▶ _EXCERPT PROVIDED_
The information processing device according to any one of (1) to (3), further including: a face recognition unit that performs face recognition processing on the plurality of videos,

- in which the video generation unit generates the presentation video on the basis of a result of the face recognition processing and the text information.
  (5)

The information processing device according to (4), further including: a candidate selection unit that selects candidates for the videos to be used to generate the presentation video from among the plurality of videos on the basis of the result of the face recognition processing and the text information, the video generation unit generating the presentation video on the basis of one or more videos from among the one or the plurality of videos selected as the candidates.

(6)

The information processing device according to (5), in which the video generation unit causes the one or the plurality of videos selected as the candidates to be displayed along with scores obtained for the videos on the basis of the results of the face recognition processing.

(7)

The information processing device according to (6), in which the scores are scores of likelihoods of the sound sources or scores of compositions of the videos.

(8)

The information processing device according to (6) or (7), in which the video generation unit generates the presentation video on the basis of the one or the plurality of videos selected by an operator from among the one or the plurality of videos presented as the candidates along with the scores.

(9)

The information processing device according to any one of (5) to (8), in which the candidate selection unit selects, as the candidates, the videos including the sound sources of sound that is being emitted as objects.

(10)

The information processing device according to (2), in which the presentation video is generated for each camera that capturing the video including the sound source as the object and is supplied to the camera or a display device corresponding to the camera.

(11)

The information processing device according to (10), in which the video generation unit generates the presentation video in which with a color representing the sound source of sound emitted immediately after sound that is being currently emitted, a part of the text corresponding to the sound emitted immediately after, the figure, or the character sequence is displayed, and supplies the presentation video to the camera or the display device.

(12)

The information processing device according to (2), in which the video generation unit causes a lighting portion of a camera that images the sound source of sound that is being currently emitted as an object to emit light with a color representing the sound source of the sound that is being currently emitted on the basis of the colored text information.

▶ _SET PROBLEM A_
Print the device claims from "The information processing device according to (10), in" to "the display device.".
The rows have no connection to the device claims.

▶ _INPUT ROWS_

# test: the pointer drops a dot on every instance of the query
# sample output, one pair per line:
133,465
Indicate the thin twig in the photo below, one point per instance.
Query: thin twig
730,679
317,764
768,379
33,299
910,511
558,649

▶ _SET PROBLEM B_
Raise every coordinate in the answers of the rows by 11, and write out all the rows again, requests included.

▶ _EXPECTED ANSWER A_
The information processing device according to (10), in which the video generation unit generates the presentation video in which with a color representing the sound source of sound emitted immediately after sound that is being currently emitted, a part of the text corresponding to the sound emitted immediately after, the figure, or the character sequence is displayed, and supplies the presentation video to the camera or the display device.

▶ _EXPECTED ANSWER B_
# test: the pointer drops a dot on every instance of the query
# sample output, one pair per line:
133,465
Indicate the thin twig in the photo below, one point per instance.
Query: thin twig
741,690
328,775
779,390
44,310
921,522
569,660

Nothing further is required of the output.